# WHAT YOU SHOULD DO:
Please report every line below that contains the word "raised" by copying each such line in full. Matches must have the same case.

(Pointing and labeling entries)

## BEGIN

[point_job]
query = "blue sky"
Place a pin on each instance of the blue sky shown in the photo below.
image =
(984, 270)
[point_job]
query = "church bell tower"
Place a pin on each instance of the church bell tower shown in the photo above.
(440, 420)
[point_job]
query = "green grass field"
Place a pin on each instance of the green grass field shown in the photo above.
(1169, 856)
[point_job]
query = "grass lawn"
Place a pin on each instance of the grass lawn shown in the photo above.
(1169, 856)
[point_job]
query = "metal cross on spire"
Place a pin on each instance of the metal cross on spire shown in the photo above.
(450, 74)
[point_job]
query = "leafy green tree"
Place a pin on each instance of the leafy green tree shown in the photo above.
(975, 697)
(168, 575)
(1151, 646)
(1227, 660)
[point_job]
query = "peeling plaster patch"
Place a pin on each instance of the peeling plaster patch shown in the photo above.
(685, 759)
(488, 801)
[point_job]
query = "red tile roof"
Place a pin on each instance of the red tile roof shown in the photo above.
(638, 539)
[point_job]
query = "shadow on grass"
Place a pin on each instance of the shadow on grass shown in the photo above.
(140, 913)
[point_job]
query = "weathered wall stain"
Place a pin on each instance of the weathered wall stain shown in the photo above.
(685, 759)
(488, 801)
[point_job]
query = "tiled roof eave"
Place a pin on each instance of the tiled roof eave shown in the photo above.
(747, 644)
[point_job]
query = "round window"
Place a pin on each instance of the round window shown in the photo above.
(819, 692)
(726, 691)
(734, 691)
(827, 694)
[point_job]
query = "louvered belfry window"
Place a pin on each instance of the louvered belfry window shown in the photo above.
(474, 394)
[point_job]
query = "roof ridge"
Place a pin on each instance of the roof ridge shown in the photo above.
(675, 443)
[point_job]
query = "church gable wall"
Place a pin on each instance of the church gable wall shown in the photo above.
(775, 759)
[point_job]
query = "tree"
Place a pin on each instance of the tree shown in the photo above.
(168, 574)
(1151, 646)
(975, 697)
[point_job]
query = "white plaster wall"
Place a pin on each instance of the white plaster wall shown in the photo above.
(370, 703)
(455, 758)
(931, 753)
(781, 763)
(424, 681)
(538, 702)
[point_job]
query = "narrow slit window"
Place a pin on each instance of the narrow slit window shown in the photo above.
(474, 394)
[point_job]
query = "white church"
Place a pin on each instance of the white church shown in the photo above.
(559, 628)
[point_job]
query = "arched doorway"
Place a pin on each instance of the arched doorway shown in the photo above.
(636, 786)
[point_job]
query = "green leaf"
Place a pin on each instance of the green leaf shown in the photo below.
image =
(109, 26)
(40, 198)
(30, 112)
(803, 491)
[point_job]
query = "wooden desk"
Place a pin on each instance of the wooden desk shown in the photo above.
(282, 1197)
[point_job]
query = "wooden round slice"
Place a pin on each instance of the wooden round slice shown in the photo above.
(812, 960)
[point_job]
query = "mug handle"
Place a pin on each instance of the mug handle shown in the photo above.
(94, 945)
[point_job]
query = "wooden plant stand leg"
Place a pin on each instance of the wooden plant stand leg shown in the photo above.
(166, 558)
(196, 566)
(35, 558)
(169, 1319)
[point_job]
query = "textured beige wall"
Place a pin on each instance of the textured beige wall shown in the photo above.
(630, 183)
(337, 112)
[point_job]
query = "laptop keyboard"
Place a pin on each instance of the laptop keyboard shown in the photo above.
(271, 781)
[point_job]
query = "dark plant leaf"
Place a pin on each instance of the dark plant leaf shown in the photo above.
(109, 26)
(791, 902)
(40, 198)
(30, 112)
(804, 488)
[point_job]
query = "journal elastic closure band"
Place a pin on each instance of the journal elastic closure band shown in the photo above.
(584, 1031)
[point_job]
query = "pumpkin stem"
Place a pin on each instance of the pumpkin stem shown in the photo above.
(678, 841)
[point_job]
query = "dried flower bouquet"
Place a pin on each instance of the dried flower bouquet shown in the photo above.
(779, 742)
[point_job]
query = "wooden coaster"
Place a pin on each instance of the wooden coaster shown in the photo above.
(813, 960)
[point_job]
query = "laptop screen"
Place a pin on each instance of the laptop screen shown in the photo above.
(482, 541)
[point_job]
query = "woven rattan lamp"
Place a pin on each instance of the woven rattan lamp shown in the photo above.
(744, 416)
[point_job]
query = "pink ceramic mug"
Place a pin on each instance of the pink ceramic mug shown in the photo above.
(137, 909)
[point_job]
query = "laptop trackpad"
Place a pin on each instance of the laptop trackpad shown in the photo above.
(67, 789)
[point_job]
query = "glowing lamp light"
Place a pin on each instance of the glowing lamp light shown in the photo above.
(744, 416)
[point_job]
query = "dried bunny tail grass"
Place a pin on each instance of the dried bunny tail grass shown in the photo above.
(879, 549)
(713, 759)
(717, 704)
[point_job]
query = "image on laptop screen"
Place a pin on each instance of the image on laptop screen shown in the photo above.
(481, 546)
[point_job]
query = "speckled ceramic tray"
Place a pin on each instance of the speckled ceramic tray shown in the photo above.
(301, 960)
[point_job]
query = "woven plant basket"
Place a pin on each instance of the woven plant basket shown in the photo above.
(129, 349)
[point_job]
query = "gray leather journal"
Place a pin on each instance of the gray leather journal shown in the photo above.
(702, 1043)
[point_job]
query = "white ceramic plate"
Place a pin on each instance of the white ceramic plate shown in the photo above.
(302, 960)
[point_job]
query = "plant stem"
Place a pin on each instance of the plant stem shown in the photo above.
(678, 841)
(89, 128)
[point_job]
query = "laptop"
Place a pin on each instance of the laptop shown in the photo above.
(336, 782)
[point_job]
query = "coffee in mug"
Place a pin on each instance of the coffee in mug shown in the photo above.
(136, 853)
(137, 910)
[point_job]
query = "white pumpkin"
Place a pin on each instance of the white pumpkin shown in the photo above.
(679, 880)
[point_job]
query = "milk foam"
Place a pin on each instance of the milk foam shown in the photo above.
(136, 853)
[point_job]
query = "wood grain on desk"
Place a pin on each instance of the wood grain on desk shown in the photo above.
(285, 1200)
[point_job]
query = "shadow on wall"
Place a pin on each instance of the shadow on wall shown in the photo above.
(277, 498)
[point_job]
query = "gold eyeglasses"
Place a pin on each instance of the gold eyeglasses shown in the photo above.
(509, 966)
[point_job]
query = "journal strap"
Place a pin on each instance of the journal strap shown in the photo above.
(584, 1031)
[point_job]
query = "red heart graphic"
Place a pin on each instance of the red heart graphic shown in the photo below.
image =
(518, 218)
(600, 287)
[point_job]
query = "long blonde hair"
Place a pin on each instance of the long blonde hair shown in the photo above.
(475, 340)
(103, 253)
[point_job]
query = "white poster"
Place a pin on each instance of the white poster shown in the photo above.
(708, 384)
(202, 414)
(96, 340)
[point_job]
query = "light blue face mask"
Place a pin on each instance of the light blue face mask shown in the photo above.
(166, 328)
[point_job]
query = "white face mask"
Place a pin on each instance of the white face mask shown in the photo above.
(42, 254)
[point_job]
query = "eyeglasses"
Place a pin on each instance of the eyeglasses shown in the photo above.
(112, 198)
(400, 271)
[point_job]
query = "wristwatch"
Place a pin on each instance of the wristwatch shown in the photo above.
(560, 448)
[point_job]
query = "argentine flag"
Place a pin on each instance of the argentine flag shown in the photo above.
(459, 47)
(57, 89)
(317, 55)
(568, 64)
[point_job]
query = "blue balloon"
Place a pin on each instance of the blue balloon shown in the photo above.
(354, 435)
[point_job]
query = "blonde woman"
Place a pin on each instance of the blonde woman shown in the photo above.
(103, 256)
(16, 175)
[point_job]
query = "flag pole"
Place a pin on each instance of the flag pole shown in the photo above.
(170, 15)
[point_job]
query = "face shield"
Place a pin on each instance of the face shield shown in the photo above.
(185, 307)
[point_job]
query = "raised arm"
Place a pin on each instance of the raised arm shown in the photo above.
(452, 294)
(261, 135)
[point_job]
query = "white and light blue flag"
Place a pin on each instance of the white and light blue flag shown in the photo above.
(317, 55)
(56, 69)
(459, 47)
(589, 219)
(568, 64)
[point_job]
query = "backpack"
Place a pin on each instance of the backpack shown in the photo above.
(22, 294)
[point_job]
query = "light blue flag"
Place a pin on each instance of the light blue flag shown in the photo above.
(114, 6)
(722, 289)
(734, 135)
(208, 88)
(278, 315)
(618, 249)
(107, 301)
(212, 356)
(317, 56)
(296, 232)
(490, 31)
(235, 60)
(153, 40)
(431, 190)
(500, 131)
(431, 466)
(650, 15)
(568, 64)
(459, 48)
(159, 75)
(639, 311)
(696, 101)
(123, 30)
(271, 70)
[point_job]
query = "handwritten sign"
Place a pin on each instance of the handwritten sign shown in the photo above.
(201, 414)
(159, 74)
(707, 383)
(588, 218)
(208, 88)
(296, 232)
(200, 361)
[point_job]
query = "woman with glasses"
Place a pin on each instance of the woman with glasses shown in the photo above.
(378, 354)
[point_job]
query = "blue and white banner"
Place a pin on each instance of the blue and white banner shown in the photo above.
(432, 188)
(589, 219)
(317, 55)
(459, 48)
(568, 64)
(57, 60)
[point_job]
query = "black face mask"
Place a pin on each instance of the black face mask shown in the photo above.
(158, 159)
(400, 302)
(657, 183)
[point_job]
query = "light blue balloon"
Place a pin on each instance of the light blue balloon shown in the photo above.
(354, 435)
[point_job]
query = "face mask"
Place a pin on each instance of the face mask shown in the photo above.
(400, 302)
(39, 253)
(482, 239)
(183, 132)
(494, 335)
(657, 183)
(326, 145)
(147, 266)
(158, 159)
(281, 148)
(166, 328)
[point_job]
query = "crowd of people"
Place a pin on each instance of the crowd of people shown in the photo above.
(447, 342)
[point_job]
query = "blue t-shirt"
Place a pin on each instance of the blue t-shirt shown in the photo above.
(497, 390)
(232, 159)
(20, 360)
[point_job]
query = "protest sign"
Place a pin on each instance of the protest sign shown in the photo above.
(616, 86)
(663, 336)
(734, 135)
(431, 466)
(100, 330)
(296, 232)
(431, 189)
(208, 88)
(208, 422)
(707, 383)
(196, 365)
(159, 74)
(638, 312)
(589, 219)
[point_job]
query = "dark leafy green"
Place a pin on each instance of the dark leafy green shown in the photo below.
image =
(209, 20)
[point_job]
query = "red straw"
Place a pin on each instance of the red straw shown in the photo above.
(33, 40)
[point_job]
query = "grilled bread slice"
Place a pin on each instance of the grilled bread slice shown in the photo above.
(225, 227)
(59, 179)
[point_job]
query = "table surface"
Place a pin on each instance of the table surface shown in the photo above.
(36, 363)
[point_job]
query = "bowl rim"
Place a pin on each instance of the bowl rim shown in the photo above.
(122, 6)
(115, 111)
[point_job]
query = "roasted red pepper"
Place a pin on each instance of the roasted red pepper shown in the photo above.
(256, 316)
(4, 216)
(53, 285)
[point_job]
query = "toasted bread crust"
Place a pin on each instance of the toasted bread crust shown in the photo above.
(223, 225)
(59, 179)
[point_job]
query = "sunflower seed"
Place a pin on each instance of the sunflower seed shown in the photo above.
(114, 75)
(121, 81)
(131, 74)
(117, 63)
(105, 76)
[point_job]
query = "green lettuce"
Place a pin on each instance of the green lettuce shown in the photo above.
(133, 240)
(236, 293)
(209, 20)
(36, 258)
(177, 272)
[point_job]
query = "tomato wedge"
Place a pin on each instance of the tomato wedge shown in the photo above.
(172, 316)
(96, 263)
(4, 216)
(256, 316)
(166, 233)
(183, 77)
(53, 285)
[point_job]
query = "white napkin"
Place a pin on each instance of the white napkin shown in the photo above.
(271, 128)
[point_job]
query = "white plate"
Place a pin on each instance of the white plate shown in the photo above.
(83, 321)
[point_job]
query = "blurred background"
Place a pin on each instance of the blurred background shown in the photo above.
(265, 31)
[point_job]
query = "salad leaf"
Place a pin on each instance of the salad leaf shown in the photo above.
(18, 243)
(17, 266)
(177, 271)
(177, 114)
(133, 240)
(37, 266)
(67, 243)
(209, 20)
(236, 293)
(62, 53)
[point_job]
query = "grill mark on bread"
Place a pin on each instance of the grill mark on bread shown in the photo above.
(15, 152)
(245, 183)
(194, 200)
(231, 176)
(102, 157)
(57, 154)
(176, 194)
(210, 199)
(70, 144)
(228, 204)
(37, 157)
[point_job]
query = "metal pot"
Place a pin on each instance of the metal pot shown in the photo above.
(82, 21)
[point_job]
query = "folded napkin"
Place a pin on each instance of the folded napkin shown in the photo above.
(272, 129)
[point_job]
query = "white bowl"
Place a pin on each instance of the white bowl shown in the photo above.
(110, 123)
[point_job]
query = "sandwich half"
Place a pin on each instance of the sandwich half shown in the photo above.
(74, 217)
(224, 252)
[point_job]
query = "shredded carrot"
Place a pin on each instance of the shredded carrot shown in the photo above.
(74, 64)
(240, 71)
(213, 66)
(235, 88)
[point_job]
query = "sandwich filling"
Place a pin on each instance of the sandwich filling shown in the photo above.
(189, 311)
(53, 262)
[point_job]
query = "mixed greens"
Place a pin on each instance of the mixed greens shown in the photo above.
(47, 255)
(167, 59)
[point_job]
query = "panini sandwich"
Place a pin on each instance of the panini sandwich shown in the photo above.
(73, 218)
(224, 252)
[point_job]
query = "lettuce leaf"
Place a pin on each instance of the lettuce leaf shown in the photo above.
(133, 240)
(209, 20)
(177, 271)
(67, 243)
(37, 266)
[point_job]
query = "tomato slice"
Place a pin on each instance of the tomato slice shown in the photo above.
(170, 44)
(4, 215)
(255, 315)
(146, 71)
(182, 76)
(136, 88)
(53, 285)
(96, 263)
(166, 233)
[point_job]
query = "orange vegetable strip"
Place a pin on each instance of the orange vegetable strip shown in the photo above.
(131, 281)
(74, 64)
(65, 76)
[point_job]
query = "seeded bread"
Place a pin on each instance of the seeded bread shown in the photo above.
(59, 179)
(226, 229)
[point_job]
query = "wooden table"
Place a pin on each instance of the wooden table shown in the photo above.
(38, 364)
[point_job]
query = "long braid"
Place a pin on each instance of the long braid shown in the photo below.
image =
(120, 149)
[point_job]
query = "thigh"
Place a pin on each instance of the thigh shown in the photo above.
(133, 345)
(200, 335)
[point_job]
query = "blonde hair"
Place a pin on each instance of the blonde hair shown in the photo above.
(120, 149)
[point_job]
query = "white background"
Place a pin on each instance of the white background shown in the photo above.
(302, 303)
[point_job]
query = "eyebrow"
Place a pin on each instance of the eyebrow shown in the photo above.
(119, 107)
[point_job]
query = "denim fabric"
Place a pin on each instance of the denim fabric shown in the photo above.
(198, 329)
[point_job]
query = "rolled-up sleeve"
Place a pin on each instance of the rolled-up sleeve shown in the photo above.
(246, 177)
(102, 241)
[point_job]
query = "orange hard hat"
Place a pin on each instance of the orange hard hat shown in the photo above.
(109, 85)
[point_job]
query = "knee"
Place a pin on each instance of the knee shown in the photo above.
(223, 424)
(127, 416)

## END

# SOLUTION FOR THIS EXERCISE:
query = "raised arm"
Place a pin on each instance of the raised arm shown in the photo above.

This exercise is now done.